For a project I am working on recently, I ran into some issues with my PCB that uses an MSP430. Naturally, I looked to issues with the traces and the software. However, one facet of my PCB design that I was  was the requirements for the MSP430G2553 to operate on its own. By this, how to use the MSP430G2553 after it has been programmed on the Launchpad and then placed into a DIP socket onto a PCB.

In general, what general requirements would a standalone MSP430G2553 (operating on a PCB) need? Do I need to hold certain pins high or ______ (etc.) or certain resistors on each pin?

Thank You,

Quest Jelinek

  • 0
    Intellectual 965 points

    IIRC, there isn't much needed except for the resistor and capacitor on the reset pin. As a reference, please see the schematic of the MSP430G2 Launchpad for the configuration and component values for the resistor and capacitor.

  • 0 in reply to Dubnet
    Guru 74080 points

    I would also add a 10µ + 100n  across DVcc and DVss.

  • 0 in reply to Dubnet
    Guru 227245 points
    On devices with SBW, the capacitor at the reset pin is limited to 2.2nF (including wire and trace capacitance). This is because the reset pin is also a clock pin for the SBW singal (some MHz).

**DATA ENTRIES**.
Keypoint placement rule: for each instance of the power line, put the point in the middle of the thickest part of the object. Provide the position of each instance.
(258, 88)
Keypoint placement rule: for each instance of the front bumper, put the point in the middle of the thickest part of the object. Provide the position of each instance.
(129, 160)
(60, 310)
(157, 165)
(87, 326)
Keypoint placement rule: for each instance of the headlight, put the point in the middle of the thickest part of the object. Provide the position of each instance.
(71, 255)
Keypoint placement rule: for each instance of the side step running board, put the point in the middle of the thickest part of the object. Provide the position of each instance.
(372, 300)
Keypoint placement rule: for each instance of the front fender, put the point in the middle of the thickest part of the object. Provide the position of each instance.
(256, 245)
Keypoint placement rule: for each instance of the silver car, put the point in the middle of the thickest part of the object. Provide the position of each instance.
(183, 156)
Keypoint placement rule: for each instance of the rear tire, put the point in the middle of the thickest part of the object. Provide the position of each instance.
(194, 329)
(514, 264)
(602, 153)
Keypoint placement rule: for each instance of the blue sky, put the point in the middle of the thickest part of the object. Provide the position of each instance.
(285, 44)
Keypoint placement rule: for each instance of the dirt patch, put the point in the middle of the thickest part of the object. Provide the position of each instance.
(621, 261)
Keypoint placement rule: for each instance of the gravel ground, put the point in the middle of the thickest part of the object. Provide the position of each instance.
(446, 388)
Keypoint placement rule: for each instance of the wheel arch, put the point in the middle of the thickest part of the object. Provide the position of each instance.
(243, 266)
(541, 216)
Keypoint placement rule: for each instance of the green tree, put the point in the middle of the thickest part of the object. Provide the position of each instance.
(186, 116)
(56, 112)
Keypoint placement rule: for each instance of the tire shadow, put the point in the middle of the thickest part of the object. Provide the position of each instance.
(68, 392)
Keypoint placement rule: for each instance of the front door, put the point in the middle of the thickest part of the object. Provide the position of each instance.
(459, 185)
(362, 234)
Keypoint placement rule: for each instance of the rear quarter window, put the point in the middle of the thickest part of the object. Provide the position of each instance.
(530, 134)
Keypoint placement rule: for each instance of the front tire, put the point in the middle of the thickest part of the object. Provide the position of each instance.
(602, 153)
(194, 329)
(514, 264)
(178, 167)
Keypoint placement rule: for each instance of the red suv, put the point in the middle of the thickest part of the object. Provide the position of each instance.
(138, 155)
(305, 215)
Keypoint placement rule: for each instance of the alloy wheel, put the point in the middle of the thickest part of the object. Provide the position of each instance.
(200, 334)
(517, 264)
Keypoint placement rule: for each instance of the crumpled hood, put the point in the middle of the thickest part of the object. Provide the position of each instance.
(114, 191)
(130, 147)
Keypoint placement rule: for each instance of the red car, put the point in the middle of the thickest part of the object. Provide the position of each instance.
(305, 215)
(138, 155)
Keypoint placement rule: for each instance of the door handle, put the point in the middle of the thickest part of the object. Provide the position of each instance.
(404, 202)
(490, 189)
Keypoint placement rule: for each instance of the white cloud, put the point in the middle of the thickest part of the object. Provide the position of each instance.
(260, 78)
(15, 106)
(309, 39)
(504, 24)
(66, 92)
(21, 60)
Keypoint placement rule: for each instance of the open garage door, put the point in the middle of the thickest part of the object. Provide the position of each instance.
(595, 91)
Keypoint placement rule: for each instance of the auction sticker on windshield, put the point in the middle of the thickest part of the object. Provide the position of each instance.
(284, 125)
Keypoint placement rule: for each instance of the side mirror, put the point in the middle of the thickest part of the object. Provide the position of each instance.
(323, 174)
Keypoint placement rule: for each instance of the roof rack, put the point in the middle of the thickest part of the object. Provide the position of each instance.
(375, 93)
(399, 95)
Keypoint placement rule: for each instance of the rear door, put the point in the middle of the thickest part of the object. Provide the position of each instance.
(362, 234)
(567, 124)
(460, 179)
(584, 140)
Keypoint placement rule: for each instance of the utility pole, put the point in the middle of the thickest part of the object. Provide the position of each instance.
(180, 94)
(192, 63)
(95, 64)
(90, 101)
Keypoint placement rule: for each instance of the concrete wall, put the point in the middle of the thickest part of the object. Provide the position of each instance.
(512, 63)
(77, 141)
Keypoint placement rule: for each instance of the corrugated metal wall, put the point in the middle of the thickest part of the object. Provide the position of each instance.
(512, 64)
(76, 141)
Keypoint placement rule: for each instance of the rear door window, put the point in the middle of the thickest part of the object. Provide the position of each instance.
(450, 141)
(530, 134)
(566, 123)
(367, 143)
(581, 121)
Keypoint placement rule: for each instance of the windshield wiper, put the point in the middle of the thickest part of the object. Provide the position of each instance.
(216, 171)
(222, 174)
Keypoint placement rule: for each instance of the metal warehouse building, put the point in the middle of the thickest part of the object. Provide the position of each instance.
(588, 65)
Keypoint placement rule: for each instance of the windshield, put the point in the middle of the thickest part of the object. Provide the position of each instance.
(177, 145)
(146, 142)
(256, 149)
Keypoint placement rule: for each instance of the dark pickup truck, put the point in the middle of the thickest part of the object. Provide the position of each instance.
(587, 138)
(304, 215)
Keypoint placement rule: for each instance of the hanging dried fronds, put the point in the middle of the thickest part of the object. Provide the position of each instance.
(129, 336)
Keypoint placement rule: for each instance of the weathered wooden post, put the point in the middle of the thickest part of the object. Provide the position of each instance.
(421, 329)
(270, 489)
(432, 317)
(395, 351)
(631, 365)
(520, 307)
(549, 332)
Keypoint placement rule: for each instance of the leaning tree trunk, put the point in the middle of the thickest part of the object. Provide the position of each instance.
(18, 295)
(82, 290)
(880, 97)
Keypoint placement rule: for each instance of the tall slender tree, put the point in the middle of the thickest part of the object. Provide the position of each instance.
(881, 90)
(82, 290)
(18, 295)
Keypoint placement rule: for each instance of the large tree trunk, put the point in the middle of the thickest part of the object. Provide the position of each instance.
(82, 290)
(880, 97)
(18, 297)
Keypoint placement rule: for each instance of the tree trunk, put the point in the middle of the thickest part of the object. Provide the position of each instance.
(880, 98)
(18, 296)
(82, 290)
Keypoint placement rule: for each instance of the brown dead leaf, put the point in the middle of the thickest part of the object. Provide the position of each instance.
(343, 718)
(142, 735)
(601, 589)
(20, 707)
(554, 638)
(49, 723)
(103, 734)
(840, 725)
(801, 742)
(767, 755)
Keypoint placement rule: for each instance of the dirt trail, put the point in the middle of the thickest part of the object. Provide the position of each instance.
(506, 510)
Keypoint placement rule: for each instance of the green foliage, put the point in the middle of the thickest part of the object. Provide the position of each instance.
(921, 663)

**INSTRUCTIONS**.
**A)** List every capacitance value that appears in the MSP430 thread.
**B)** Answer these questions from the MSP430 thread, one per line:
(i) Which board's schematic is suggested as a reference for the reset resistor and capacitor values?
(ii) Between which two pins should the 10µ and 100n capacitors be placed?
(iii) Why is the reset pin capacitor limited on devices with SBW?
**C)** Reproduce the passage of the MSP430 thread starting at "IIRC, there isn't" and ending at "singal (some MHz).".

**WORKED ANSWERS**.
**A)**
10µ
100n
2.2nF

**B)**
(i) The MSP430G2 Launchpad.
(ii) DVcc and DVss.
(iii) The reset pin is also a clock pin for the SBW signal.

**C)**
IIRC, there isn't much needed except for the resistor and capacitor on the reset pin. As a reference, please see the schematic of the MSP430G2 Launchpad for the configuration and component values for the resistor and capacitor.

  • 0 in reply to Dubnet
    Guru 74080 points

    I would also add a 10µ + 100n  across DVcc and DVss.

  • 0 in reply to Dubnet
    Guru 227245 points
    On devices with SBW, the capacitor at the reset pin is limited to 2.2nF (including wire and trace capacitance). This is because the reset pin is also a clock pin for the SBW singal (some MHz).